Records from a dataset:
::::::::

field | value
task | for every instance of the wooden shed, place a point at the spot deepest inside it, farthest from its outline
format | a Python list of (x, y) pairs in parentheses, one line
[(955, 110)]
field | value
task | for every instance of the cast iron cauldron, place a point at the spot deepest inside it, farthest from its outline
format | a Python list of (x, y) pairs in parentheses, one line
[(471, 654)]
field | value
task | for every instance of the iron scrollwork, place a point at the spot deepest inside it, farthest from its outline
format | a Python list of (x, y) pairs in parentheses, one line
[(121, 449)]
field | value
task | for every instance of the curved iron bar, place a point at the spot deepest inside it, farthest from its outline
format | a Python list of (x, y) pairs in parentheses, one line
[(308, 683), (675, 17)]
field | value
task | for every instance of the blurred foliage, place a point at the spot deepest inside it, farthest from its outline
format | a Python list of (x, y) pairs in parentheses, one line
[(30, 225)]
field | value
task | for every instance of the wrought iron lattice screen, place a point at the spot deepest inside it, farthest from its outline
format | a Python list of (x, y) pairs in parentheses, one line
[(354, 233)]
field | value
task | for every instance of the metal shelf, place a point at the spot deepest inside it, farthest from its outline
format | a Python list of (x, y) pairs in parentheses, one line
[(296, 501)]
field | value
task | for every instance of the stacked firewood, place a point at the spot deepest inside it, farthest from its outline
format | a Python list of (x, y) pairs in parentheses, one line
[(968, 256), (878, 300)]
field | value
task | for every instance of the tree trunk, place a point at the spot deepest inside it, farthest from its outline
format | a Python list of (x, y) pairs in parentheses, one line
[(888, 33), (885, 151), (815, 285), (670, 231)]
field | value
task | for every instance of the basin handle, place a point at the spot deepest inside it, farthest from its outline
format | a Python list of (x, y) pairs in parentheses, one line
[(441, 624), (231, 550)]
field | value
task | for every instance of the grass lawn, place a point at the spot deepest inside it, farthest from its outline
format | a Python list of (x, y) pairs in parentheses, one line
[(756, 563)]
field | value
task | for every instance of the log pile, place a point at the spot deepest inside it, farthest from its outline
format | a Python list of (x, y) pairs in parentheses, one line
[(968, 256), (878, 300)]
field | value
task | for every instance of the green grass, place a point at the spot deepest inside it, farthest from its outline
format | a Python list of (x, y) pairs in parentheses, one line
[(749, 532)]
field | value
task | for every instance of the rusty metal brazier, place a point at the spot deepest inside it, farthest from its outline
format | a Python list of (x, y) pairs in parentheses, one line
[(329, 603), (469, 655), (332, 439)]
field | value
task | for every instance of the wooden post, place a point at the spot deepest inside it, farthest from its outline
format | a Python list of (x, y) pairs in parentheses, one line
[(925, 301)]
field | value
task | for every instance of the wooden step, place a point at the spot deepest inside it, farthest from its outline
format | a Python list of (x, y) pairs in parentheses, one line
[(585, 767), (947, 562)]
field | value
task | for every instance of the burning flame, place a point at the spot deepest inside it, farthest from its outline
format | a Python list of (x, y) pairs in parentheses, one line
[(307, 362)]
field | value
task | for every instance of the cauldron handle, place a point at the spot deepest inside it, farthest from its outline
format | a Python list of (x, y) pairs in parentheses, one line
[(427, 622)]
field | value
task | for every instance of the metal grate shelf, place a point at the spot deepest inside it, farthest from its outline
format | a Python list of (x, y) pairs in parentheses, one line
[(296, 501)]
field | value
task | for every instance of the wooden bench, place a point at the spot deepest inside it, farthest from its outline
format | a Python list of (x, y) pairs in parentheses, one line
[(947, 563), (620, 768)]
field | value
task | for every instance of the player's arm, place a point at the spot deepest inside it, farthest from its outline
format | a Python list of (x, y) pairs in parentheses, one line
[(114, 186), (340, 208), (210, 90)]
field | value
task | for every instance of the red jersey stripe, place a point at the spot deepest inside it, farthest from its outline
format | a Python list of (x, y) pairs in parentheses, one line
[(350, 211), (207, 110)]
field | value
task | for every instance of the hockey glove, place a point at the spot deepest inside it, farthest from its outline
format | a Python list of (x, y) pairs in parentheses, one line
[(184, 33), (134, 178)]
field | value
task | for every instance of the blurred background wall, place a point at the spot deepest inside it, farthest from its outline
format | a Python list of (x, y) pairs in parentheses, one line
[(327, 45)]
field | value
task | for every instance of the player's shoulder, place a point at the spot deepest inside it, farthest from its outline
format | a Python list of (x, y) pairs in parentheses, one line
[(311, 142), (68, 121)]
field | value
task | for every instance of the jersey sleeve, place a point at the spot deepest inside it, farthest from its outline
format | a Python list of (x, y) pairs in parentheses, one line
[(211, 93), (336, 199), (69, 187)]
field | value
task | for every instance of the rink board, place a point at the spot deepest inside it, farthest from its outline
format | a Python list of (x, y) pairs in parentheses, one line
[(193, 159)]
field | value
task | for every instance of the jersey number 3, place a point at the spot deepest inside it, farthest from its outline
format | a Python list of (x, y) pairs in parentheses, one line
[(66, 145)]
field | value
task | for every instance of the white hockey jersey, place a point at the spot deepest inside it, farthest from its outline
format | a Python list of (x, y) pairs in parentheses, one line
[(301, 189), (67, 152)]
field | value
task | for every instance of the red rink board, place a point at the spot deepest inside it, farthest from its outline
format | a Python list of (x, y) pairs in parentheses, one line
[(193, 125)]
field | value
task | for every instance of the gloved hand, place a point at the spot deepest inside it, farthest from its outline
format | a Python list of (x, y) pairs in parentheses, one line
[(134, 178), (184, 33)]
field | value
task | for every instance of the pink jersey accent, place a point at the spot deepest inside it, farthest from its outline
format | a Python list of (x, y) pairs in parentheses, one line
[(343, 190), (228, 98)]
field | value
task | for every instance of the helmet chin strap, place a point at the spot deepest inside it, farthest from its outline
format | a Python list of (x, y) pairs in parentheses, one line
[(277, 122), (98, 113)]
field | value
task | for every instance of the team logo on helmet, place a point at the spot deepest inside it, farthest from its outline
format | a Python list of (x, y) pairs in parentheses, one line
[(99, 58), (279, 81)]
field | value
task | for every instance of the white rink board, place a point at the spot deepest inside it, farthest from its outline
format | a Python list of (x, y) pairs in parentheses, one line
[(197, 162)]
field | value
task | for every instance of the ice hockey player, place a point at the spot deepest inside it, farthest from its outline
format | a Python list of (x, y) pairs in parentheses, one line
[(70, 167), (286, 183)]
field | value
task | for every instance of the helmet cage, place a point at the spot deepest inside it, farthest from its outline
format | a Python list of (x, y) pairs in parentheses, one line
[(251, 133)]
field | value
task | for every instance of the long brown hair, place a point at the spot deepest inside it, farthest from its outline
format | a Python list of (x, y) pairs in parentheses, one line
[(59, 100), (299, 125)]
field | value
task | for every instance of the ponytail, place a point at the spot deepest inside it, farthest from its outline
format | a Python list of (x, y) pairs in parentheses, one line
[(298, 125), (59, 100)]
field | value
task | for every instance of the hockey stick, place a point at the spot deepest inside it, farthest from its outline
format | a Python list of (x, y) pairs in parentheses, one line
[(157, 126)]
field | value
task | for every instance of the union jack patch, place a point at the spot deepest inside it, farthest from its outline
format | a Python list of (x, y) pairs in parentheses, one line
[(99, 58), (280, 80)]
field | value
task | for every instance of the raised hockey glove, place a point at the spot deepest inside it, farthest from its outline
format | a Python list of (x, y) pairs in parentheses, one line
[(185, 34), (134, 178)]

::::::::

Collect every line of the records above that contains the word "grass", treating uppercase and lowercase as different.

[Exercise result]:
task | for every instance of the grass lawn, place a point at the spot deepest inside it, farthest from its outline
task | for every instance of the green grass, place a point at the spot deepest inside it, farthest from its outline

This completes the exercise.